(Position identification records)
· · · · ·

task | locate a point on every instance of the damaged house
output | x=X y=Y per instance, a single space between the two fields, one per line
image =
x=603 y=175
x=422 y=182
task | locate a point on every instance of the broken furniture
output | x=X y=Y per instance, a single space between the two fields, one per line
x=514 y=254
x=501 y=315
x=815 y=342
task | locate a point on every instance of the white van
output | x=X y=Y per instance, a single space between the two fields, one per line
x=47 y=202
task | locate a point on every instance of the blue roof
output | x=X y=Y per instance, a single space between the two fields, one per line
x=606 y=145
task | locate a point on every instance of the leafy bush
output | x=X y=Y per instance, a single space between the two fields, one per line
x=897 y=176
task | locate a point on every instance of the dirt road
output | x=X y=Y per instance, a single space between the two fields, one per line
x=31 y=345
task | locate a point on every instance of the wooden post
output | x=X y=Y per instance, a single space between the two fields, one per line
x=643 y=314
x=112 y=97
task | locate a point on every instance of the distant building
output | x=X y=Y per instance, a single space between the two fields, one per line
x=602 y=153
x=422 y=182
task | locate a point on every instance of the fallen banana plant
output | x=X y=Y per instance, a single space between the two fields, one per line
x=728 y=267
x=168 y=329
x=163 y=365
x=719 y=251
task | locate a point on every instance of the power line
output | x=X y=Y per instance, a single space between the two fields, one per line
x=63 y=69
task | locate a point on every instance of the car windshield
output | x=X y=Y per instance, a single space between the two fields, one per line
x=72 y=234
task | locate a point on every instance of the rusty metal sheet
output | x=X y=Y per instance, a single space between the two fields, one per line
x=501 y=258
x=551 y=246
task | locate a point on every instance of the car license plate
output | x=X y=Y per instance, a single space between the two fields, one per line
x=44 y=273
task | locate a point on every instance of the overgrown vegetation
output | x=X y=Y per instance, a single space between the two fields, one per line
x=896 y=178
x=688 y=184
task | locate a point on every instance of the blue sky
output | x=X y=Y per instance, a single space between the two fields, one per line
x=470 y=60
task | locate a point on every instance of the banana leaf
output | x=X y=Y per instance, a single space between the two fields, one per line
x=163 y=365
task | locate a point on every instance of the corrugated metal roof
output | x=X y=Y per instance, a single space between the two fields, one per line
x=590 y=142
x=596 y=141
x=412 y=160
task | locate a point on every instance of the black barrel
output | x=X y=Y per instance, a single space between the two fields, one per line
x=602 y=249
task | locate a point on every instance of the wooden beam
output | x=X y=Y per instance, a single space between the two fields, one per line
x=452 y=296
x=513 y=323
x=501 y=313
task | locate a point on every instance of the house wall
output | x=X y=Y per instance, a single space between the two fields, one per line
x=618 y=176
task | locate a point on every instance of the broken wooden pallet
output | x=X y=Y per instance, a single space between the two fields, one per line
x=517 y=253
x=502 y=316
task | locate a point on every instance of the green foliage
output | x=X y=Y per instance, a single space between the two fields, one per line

· · · · ·

## WHAT YOU SHOULD DO
Reproduce the items starting at the line containing "the wooden beam" and ending at the line containing "x=618 y=176", requests included, but increase every coordinate in the answers by 50.

## RESULT FOR THIS TASK
task | locate a point on every instance of the wooden beam
output | x=X y=Y per instance, a single space between the two fields, one per line
x=502 y=346
x=563 y=373
x=551 y=363
task | locate a point on every instance of the house wall
output | x=X y=Y per instance, a single space between the two fields, one per line
x=668 y=226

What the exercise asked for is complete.